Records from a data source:
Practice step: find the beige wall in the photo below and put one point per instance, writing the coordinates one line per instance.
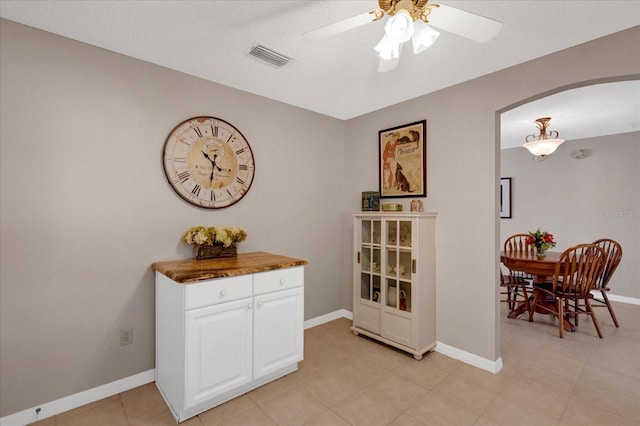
(464, 170)
(581, 200)
(85, 208)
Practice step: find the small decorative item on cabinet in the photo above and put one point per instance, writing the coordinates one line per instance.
(370, 201)
(392, 207)
(214, 242)
(417, 206)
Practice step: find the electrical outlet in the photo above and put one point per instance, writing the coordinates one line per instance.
(126, 336)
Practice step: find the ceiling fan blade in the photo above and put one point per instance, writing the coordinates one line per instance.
(338, 27)
(466, 24)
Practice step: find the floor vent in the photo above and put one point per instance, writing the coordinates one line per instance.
(270, 56)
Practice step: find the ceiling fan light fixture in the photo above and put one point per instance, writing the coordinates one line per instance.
(384, 48)
(423, 37)
(399, 28)
(543, 143)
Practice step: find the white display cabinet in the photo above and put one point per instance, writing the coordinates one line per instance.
(394, 279)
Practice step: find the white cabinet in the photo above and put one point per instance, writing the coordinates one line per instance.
(394, 279)
(219, 338)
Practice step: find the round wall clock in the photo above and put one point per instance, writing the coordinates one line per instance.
(208, 162)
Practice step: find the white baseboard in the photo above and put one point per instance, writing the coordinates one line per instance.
(82, 398)
(314, 322)
(67, 403)
(79, 399)
(469, 358)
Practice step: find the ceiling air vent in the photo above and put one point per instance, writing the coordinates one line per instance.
(270, 56)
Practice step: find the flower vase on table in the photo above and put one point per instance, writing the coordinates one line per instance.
(213, 242)
(542, 240)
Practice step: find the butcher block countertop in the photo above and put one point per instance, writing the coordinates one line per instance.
(186, 271)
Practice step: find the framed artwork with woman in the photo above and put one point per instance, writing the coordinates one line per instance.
(403, 161)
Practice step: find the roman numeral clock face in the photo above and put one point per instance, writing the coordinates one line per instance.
(208, 162)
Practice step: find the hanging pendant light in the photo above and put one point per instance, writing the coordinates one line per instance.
(543, 143)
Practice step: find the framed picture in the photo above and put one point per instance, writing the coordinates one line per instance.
(505, 198)
(403, 161)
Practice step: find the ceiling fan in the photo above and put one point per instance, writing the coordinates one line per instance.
(412, 20)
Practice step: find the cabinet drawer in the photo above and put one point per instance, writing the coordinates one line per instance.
(280, 279)
(216, 291)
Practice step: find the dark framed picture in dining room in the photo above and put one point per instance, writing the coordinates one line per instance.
(505, 198)
(402, 161)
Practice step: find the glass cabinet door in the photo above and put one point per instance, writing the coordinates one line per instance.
(369, 259)
(398, 284)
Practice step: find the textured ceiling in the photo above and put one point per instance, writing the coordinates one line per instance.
(338, 76)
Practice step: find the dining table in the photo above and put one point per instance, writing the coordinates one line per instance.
(541, 268)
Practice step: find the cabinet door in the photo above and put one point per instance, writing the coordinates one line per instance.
(218, 358)
(278, 330)
(399, 281)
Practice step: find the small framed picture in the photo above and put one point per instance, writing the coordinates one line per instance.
(505, 198)
(403, 161)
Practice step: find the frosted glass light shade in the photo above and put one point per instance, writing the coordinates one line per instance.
(399, 27)
(423, 37)
(543, 147)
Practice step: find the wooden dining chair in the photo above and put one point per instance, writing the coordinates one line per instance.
(614, 255)
(576, 274)
(514, 284)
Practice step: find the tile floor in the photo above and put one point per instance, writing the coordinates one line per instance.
(350, 380)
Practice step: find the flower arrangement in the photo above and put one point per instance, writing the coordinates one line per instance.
(542, 240)
(224, 236)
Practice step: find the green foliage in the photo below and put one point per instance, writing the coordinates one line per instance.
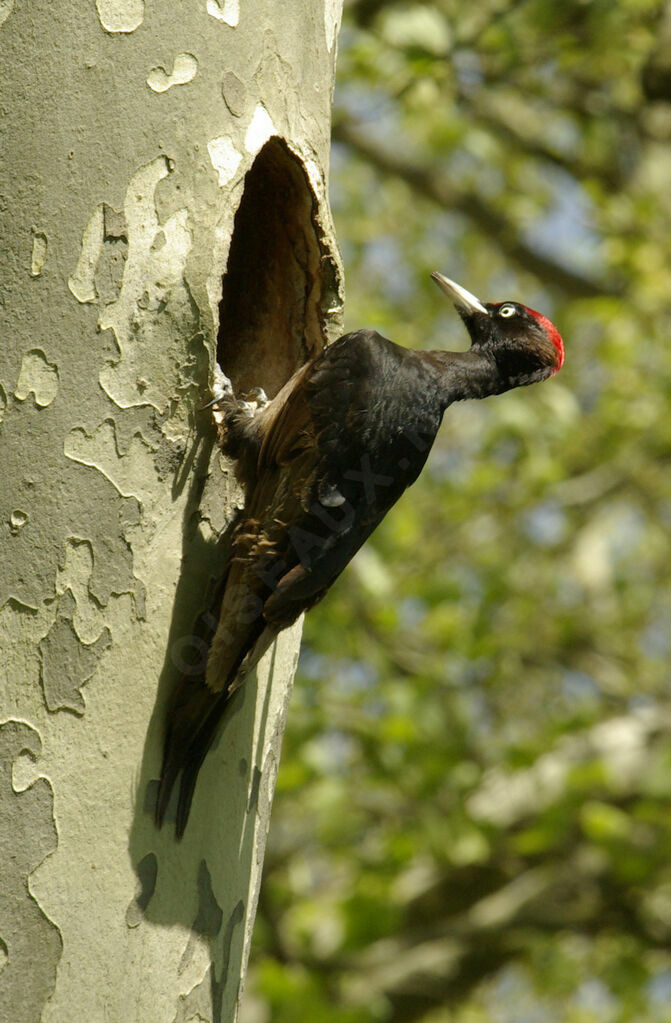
(472, 819)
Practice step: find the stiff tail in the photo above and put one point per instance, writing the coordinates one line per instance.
(192, 722)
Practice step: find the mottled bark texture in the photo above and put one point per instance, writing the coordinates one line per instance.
(148, 152)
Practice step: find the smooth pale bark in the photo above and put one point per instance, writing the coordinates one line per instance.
(129, 130)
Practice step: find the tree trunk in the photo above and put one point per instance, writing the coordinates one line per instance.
(148, 151)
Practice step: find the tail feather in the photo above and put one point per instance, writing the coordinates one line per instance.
(193, 718)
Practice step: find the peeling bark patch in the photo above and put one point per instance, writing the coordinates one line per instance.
(185, 68)
(270, 315)
(260, 130)
(112, 256)
(147, 871)
(253, 798)
(6, 7)
(66, 663)
(133, 266)
(205, 1001)
(209, 918)
(234, 92)
(39, 255)
(28, 837)
(332, 9)
(17, 520)
(225, 159)
(120, 15)
(37, 376)
(225, 10)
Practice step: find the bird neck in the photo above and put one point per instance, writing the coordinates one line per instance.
(466, 374)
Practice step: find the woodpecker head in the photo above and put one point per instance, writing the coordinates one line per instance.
(525, 345)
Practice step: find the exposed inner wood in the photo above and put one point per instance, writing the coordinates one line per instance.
(270, 315)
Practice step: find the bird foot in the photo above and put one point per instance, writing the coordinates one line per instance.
(222, 388)
(256, 399)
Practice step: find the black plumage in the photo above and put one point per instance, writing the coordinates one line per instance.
(321, 464)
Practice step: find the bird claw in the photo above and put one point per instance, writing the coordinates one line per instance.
(222, 388)
(257, 398)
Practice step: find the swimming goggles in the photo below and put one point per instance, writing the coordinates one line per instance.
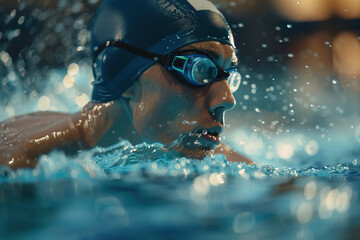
(193, 66)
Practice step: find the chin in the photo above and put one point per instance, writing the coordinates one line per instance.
(194, 153)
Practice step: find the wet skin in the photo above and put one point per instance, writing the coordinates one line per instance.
(156, 108)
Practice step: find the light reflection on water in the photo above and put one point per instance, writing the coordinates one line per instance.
(298, 191)
(115, 192)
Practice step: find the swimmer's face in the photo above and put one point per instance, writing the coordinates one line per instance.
(164, 109)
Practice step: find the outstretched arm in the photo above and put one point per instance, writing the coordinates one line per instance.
(231, 155)
(24, 138)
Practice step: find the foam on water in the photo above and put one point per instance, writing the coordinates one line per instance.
(124, 158)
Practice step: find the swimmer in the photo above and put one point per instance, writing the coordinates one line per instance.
(164, 70)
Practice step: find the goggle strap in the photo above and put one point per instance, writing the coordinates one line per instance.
(156, 57)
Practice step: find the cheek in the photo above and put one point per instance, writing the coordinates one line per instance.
(159, 116)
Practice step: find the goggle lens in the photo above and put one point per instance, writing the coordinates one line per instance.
(204, 71)
(234, 80)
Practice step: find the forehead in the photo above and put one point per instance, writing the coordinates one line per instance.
(222, 53)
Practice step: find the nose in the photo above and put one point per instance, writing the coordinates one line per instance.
(220, 100)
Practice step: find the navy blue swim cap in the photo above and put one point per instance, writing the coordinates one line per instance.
(157, 26)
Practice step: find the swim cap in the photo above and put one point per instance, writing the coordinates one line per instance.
(158, 26)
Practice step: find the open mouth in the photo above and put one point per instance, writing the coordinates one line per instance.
(210, 136)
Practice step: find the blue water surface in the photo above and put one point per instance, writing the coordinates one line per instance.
(141, 192)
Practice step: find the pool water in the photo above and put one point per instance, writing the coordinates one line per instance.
(140, 192)
(302, 133)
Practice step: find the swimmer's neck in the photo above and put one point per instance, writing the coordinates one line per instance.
(121, 129)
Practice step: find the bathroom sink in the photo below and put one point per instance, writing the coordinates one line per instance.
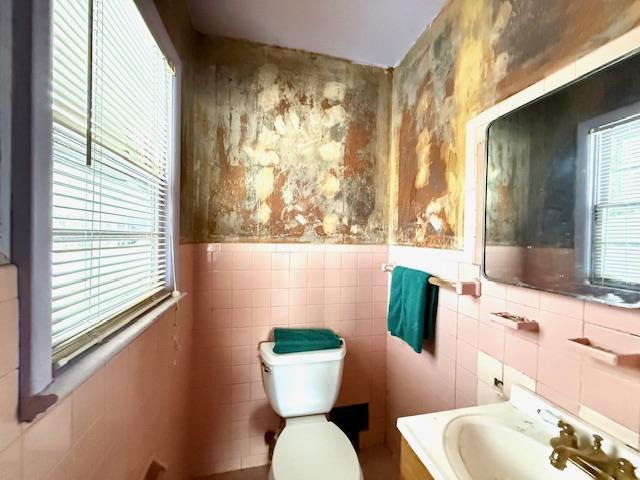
(480, 448)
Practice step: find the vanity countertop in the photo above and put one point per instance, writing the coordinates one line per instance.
(498, 441)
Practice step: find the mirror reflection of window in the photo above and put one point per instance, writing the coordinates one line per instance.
(615, 206)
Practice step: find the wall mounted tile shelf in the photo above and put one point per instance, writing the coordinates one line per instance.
(472, 288)
(585, 347)
(514, 322)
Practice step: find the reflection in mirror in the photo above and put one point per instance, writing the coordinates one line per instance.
(563, 190)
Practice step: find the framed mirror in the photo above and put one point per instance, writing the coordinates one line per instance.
(563, 190)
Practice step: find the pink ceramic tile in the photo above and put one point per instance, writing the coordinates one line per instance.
(348, 311)
(561, 305)
(491, 340)
(280, 279)
(332, 260)
(242, 279)
(261, 298)
(349, 261)
(9, 427)
(298, 296)
(47, 441)
(521, 355)
(624, 320)
(469, 306)
(467, 329)
(348, 295)
(315, 278)
(364, 310)
(331, 295)
(316, 260)
(364, 294)
(260, 316)
(315, 296)
(221, 261)
(365, 261)
(242, 261)
(365, 277)
(556, 329)
(8, 336)
(523, 296)
(314, 313)
(241, 298)
(298, 278)
(332, 313)
(261, 261)
(467, 356)
(279, 315)
(297, 315)
(565, 380)
(241, 317)
(615, 397)
(466, 385)
(298, 261)
(332, 278)
(280, 261)
(11, 461)
(280, 297)
(261, 279)
(348, 278)
(88, 404)
(8, 282)
(379, 309)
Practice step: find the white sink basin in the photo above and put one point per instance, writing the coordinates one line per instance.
(480, 448)
(502, 441)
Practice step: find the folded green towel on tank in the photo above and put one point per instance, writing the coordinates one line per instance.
(292, 340)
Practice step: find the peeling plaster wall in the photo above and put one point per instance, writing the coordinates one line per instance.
(475, 54)
(176, 19)
(286, 146)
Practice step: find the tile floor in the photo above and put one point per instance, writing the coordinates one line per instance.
(377, 464)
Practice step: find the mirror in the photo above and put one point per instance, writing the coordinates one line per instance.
(563, 190)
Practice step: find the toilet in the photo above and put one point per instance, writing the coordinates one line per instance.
(302, 388)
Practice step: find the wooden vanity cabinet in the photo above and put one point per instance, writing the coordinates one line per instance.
(411, 468)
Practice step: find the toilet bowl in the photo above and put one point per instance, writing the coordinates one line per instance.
(302, 388)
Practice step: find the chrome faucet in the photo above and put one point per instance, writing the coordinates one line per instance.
(591, 459)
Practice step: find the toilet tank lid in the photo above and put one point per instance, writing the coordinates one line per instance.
(315, 356)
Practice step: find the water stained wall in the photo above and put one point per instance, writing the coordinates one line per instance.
(286, 146)
(475, 54)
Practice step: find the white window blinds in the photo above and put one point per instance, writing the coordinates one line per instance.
(112, 97)
(616, 206)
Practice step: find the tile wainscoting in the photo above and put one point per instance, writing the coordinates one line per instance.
(242, 291)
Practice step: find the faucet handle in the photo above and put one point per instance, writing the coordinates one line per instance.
(597, 441)
(624, 470)
(565, 428)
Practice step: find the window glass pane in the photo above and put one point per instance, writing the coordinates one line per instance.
(616, 232)
(110, 171)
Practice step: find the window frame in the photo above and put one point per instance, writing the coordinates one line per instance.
(585, 192)
(40, 385)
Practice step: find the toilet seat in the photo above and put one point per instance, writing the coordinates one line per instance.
(312, 448)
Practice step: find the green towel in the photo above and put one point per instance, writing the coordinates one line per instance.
(291, 340)
(412, 306)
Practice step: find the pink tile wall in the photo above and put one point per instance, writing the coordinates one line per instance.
(242, 291)
(129, 412)
(444, 375)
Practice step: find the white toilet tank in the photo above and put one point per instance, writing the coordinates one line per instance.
(305, 383)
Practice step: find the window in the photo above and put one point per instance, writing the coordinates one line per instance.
(112, 111)
(615, 231)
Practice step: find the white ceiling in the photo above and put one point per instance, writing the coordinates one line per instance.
(377, 32)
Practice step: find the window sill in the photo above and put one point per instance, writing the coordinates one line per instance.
(70, 377)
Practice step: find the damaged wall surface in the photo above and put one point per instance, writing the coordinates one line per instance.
(475, 54)
(286, 146)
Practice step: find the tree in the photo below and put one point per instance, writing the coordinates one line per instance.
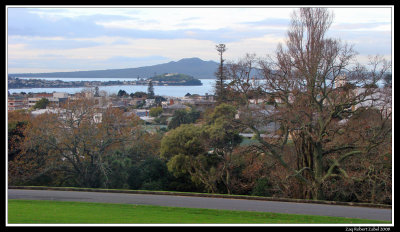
(183, 117)
(155, 112)
(313, 112)
(220, 74)
(41, 104)
(77, 143)
(150, 90)
(204, 151)
(122, 93)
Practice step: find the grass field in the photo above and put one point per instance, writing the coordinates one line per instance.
(57, 212)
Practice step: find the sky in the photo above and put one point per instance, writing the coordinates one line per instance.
(54, 38)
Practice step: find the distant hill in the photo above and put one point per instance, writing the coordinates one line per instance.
(195, 67)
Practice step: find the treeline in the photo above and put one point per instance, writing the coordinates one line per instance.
(314, 125)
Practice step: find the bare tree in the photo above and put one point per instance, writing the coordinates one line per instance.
(318, 92)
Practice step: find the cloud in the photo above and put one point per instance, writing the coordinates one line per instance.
(112, 37)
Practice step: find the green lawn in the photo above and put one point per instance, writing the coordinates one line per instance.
(55, 212)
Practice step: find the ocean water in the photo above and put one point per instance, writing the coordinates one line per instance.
(173, 91)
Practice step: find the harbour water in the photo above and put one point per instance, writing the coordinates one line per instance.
(173, 91)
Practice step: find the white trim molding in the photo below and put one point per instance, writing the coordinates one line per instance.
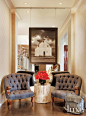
(9, 4)
(76, 6)
(2, 98)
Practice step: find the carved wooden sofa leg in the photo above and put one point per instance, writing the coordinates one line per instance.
(52, 98)
(9, 104)
(32, 100)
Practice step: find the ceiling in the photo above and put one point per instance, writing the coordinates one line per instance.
(43, 3)
(42, 13)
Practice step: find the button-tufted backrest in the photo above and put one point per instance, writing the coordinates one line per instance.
(67, 81)
(17, 81)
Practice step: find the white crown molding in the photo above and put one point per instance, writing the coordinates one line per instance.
(9, 4)
(13, 11)
(76, 6)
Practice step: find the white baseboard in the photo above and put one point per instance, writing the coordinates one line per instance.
(2, 98)
(83, 95)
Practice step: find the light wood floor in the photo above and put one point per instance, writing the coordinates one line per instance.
(26, 109)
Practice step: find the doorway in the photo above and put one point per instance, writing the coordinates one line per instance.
(65, 57)
(64, 52)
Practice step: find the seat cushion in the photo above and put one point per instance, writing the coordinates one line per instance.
(20, 94)
(61, 93)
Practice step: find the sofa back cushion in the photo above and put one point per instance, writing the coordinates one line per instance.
(67, 81)
(17, 81)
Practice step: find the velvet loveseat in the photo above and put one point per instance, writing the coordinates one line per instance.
(66, 84)
(17, 86)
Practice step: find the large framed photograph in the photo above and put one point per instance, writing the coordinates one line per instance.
(43, 45)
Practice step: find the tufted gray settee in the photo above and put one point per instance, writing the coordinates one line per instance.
(66, 84)
(17, 86)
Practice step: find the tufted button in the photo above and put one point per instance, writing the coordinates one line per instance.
(72, 76)
(72, 86)
(67, 86)
(68, 76)
(22, 80)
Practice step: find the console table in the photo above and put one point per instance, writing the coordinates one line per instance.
(42, 93)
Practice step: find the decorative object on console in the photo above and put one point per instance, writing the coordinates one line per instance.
(17, 86)
(42, 76)
(74, 104)
(66, 84)
(43, 45)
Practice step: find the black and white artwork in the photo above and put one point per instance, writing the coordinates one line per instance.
(43, 45)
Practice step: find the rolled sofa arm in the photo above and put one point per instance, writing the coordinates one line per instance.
(76, 90)
(8, 90)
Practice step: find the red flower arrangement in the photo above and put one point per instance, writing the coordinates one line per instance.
(42, 75)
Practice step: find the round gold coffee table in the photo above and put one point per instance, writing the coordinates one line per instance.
(42, 93)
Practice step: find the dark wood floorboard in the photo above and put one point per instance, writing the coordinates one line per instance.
(26, 109)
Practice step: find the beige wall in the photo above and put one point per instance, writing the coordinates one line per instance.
(5, 19)
(66, 28)
(80, 43)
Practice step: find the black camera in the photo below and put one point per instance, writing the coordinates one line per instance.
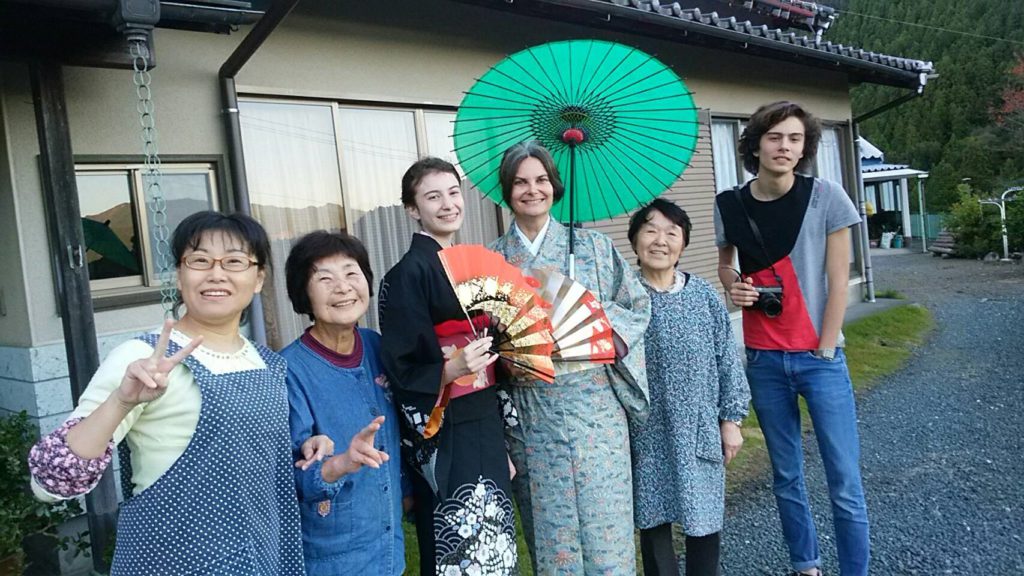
(769, 300)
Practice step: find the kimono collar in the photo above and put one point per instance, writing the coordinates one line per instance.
(534, 245)
(425, 243)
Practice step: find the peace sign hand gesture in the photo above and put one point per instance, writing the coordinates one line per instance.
(361, 452)
(145, 379)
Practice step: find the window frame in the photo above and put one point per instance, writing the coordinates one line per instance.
(736, 121)
(145, 288)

TASK DESCRIPTION -> With the pictures omitted, print precisely the lines from the one with "Practice step: find the beige wall in the photo above" to the final line of the records, both included.

ANSWER AREA ->
Practice step: find the beige wall in the photo above and put one point per instance, writing the coordinates one line per instance.
(5, 19)
(66, 28)
(80, 43)
Practice step: find the black camera in the photo below and put one point per instance, writing the coordinates one line per instance.
(769, 300)
Practice step: find the kimono collar in the photo above and put one point per instance, writing the coordinates one line per instance.
(534, 245)
(425, 243)
Practice step: find the peace sign hand gesture in the photo above and put one point per instance, writing the coordinates one line per instance.
(361, 452)
(145, 379)
Practice step: find the window frame in the photo above and put one point per instance, writing the coordinates one line per instance.
(736, 121)
(145, 288)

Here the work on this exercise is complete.